(Excerpt):
October 3, 2013

Framingham Heart Study’s landmark impact examined

While the Framingham Heart Study is often referenced throughout the halls of academia, few know its origin or can fully appreciate the contribution it has made to the understanding and prevention of cardiovascular disease.

William Kannel, M.D., left, who helped pioneer the Framingham Heart Study since its inception in 1949, and X-ray technician John William Claffey record heart size measurements in 1964.

While the Framingham Heart Study is often referenced throughout the halls of academia, few know its origin or can fully appreciate the contribution it has made to the understanding and prevention of cardiovascular disease.

In the October issue of The Lancet, Vanderbilt’s Thomas J. Wang, M.D., and colleagues provide an insightful historical perspective on the study to coincide with the 65th anniversary of the examination of the first volunteer in 1948.

Thomas J. Wang, M.D.

Wang, chief of the Division of Cardiovascular Medicine, and co-authors searched the archives of the Framingham Heart Study at the National Heart, Lung, and Blood Institute, as well as Harvard University’s Widener Library collection of President Franklin D. Roosevelt’s Office Files, among other sources.

(Check your understanding):
1: In the Framingham Heart Study article, which publication carries the historical perspective by Thomas J. Wang and colleagues?
2: List every person named in the Framingham Heart Study article.

(Input data):

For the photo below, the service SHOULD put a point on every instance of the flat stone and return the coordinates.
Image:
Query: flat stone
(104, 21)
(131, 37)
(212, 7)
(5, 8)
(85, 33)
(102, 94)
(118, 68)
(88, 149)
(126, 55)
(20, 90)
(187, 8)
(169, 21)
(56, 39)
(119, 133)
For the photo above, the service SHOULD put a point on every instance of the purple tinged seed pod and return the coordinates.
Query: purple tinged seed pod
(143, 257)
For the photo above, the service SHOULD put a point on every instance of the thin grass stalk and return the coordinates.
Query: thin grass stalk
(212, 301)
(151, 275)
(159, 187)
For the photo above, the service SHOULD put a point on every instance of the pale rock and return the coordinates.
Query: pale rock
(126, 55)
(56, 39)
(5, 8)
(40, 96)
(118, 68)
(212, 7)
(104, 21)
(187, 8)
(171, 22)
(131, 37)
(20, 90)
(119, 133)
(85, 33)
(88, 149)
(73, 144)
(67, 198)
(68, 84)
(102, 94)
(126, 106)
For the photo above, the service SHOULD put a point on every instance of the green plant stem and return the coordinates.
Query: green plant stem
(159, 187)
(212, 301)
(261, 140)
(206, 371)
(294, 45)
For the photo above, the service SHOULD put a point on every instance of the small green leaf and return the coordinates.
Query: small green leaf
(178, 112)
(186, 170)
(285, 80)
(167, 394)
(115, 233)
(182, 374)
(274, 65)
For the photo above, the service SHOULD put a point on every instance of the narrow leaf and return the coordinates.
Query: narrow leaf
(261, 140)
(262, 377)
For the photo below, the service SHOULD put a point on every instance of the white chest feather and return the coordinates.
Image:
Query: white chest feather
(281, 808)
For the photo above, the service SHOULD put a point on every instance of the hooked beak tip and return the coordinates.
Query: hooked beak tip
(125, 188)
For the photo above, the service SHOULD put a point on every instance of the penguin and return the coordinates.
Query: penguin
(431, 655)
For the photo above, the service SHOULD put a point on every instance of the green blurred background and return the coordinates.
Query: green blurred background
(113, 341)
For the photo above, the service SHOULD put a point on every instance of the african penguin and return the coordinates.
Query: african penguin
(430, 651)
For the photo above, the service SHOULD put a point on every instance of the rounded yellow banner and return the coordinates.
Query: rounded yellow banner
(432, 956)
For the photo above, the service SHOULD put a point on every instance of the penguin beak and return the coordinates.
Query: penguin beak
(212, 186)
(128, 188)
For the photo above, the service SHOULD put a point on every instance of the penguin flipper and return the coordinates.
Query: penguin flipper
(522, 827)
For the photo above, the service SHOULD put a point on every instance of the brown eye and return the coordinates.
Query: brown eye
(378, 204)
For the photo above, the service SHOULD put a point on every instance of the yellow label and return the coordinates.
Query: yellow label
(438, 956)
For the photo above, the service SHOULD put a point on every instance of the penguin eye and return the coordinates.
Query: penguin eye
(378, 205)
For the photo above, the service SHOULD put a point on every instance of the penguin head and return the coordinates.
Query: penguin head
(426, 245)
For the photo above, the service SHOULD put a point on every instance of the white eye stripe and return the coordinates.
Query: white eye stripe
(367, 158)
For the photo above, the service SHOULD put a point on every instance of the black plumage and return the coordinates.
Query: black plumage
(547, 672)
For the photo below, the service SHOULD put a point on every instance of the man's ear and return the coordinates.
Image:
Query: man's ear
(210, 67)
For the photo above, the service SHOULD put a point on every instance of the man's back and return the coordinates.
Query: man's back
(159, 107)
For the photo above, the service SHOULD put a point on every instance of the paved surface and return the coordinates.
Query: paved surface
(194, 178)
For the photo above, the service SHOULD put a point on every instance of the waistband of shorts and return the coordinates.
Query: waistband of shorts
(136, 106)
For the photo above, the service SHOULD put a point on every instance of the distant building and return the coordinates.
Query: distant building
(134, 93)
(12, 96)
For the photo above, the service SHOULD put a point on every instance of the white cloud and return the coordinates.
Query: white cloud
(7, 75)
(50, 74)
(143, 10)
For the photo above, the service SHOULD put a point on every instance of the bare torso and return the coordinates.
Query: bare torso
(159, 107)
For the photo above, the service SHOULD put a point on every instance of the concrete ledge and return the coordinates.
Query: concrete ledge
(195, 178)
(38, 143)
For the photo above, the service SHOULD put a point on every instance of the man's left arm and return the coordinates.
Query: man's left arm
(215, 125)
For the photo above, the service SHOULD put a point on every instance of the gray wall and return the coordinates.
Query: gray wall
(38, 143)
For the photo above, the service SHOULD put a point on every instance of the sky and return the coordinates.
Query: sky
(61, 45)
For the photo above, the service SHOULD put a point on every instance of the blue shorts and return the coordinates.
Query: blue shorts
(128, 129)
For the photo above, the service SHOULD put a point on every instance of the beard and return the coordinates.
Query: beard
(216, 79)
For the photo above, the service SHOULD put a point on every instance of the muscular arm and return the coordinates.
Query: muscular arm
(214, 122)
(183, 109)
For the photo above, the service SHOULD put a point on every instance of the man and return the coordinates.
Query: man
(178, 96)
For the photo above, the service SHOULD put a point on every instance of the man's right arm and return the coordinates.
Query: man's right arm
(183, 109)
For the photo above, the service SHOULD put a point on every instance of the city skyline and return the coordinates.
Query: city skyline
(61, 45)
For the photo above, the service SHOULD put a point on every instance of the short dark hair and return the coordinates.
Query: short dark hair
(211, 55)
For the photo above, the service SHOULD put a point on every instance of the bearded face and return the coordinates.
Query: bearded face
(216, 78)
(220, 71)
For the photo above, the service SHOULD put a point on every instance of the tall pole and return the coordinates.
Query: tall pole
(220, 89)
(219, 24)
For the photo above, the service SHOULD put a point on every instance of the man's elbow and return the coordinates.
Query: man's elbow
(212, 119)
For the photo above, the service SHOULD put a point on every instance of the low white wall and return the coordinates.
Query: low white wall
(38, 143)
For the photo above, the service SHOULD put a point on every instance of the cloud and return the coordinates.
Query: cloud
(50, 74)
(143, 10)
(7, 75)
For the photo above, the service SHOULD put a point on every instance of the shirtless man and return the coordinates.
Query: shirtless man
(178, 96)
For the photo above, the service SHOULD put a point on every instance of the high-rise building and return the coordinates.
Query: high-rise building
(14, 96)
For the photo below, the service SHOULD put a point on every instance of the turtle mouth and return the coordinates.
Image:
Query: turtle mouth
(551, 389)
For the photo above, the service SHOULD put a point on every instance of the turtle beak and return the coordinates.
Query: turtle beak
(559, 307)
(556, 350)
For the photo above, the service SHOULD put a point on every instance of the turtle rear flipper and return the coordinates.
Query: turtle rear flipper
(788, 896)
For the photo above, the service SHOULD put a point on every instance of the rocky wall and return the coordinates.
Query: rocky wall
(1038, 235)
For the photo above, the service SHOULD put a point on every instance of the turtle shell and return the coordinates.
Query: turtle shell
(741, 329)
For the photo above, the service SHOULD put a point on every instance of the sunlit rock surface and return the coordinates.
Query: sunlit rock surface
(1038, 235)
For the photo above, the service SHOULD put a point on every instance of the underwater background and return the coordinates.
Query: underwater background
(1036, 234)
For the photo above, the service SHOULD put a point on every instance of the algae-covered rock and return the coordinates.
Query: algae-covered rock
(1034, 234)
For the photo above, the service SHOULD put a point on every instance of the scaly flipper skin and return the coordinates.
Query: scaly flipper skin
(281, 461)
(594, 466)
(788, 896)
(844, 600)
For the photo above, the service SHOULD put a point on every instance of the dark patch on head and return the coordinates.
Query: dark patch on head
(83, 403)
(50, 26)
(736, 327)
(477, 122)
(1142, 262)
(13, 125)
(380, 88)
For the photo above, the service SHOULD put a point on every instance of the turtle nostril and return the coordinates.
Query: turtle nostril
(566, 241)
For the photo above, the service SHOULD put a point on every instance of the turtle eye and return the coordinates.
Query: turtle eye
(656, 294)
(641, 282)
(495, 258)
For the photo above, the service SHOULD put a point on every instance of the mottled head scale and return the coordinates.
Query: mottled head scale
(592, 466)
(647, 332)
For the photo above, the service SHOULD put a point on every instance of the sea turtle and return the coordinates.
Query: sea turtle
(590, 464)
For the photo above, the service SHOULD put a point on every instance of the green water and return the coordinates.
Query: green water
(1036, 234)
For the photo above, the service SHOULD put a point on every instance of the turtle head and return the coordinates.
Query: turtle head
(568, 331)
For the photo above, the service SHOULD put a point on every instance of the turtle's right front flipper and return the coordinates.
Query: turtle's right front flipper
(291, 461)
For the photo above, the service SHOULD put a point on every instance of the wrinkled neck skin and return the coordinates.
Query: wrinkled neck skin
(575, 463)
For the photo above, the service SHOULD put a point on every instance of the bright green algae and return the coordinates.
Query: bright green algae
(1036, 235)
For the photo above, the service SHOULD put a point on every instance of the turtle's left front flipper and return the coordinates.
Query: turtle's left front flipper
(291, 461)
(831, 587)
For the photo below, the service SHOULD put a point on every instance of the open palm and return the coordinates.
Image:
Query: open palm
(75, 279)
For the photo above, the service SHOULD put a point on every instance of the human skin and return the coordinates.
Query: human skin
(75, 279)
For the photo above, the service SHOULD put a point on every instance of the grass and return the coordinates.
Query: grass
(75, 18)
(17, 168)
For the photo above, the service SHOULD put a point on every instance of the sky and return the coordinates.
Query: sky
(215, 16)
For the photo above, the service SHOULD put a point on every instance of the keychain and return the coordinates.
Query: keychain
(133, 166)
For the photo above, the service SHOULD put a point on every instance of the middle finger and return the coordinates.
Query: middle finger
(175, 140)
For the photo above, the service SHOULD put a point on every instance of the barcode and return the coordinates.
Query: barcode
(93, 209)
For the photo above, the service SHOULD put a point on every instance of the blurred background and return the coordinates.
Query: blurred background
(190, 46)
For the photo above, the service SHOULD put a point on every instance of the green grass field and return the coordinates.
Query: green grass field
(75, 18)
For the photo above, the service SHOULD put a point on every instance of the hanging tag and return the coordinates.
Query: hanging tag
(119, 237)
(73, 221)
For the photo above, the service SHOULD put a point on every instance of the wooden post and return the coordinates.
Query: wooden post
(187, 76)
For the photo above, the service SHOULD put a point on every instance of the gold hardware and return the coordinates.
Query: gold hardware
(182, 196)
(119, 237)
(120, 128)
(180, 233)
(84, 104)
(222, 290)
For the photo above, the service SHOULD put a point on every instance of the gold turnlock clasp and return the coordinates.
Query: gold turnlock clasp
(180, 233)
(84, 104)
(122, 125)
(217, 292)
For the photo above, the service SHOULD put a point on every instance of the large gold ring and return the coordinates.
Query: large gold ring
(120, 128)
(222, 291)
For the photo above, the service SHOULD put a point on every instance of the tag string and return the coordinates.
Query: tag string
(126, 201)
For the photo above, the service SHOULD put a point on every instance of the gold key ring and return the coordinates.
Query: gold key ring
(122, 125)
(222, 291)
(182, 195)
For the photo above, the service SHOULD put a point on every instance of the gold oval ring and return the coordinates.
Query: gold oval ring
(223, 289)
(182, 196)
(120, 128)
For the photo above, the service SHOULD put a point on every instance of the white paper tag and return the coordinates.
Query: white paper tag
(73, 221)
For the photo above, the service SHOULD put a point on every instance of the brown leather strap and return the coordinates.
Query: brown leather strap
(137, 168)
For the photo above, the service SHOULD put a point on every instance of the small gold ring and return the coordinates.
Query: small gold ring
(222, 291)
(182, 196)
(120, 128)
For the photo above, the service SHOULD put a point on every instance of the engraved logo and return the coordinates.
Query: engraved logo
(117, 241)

(Results of the exercise):
1: The October issue of The Lancet.

2:
William Kannel, M.D.
John William Claffey
Thomas J. Wang, M.D.
Franklin D. Roosevelt